# Written task
Reproduce the part of the records below that opens with their first line and closes with the line containing "265), (17, 264)]", both ends included, keeping the requests unchanged. In the answers only, multiply every coordinate by 1.8 and round to the nearest whole number, rounding halves up.

Begin Data lines

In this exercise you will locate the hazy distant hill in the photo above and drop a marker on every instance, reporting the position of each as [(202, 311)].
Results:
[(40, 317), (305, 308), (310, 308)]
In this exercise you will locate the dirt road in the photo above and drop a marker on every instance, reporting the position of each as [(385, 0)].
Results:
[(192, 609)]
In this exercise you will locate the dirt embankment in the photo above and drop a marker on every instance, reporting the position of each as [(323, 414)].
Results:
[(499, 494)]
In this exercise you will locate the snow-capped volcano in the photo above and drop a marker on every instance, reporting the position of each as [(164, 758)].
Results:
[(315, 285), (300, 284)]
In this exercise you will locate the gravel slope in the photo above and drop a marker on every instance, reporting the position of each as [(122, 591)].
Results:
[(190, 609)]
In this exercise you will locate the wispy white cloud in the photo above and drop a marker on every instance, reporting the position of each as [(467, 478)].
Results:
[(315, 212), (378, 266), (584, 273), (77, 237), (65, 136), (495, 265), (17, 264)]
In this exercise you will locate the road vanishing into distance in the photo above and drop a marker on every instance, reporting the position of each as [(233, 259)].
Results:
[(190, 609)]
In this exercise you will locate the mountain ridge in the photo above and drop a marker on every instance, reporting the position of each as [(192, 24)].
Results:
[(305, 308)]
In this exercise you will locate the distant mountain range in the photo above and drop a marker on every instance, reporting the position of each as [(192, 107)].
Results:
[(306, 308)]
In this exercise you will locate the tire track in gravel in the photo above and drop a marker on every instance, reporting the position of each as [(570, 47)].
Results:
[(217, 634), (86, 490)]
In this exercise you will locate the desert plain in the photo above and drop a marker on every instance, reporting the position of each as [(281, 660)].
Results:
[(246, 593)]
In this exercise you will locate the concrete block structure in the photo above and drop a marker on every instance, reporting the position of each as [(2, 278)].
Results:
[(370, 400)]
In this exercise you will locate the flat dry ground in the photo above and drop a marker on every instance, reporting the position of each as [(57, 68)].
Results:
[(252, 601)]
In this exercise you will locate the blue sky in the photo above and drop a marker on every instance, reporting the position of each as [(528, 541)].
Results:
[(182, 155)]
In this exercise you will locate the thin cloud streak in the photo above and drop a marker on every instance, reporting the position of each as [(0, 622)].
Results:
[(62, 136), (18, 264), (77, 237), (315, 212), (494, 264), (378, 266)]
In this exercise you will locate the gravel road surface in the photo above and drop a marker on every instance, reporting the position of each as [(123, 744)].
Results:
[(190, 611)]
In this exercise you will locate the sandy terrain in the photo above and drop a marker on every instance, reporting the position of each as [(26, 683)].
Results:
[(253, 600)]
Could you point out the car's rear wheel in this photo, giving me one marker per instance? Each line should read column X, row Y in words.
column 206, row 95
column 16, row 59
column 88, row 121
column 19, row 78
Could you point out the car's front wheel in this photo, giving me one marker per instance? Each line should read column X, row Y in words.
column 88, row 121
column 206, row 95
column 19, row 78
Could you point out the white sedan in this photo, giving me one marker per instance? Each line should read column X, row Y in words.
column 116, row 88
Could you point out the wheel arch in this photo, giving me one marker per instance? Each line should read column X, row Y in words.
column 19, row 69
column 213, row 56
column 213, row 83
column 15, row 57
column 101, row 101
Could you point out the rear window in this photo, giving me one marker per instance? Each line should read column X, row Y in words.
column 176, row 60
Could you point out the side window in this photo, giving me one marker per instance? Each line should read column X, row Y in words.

End Data lines

# Problem solution
In this exercise you will locate the hazy distant hill in the photo above and drop a marker on every instance, reporting the position of each as [(202, 311)].
Results:
[(72, 571), (549, 554), (558, 554)]
In this exercise you will locate the dirt road in the photo above and drop a marker on every instance, reporting the position of each as [(385, 0)].
Results:
[(346, 1096)]
In this exercise you will locate the dirt embankment in the photo above and drop a marker on every instance, reporting the position of each as [(323, 414)].
Results:
[(898, 889)]
In this exercise you will locate the snow-capped volcano in the photo above and drop a marker on every instance, reporting the position of each as [(164, 758)].
Results:
[(567, 513), (540, 511)]
In this exercise you will locate the gravel slope in the photo above and drop a marker on every instance, reporting the position of each as [(122, 591)].
Results:
[(342, 1096)]
In this exercise you will locate the wispy white cloud in the photo above and drop a marker on every instance, reporting the position of each as [(467, 478)].
Results:
[(567, 382), (680, 479), (1051, 491), (139, 427), (117, 245), (891, 477), (31, 475)]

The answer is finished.